**Exercise requirements**. Gather every line below that contains the word "concrete".

Stored records
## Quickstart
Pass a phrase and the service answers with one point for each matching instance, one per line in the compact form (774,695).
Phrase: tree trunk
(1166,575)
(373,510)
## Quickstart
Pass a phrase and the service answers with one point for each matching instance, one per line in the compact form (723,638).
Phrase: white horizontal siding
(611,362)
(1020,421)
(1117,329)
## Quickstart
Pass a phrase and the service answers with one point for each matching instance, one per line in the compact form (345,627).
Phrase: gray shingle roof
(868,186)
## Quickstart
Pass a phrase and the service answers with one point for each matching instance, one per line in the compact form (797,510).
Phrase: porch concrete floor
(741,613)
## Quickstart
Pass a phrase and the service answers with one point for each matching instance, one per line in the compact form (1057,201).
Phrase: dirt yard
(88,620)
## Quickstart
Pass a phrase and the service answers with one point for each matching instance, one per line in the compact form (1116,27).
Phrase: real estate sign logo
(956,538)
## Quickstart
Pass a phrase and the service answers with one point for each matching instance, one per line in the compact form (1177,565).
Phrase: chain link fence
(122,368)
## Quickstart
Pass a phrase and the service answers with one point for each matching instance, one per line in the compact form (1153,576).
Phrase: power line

---

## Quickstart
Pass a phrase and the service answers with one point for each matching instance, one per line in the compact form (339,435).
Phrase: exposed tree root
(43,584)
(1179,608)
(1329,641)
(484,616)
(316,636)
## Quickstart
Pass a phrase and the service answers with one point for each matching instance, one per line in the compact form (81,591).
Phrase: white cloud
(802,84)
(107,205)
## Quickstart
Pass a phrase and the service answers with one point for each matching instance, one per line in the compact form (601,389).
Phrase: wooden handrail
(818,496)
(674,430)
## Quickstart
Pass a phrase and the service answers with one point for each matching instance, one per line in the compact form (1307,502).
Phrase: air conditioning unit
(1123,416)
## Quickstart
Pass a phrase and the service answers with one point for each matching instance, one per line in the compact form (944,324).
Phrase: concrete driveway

...

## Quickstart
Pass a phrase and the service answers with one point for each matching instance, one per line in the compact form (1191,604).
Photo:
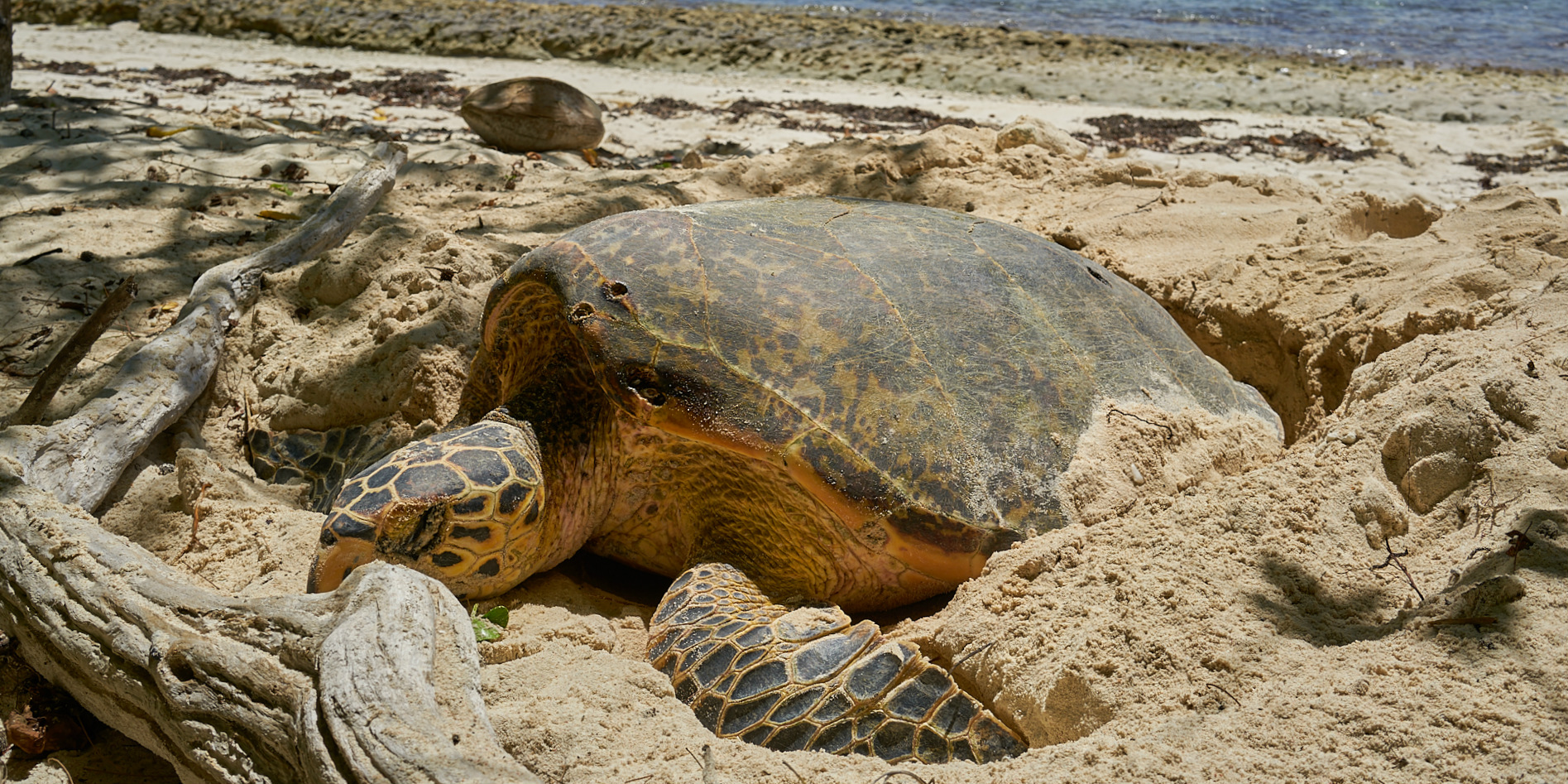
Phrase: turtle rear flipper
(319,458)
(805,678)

**Written answer**.
Phrase: porch concrete floor
Phrase: concrete driveway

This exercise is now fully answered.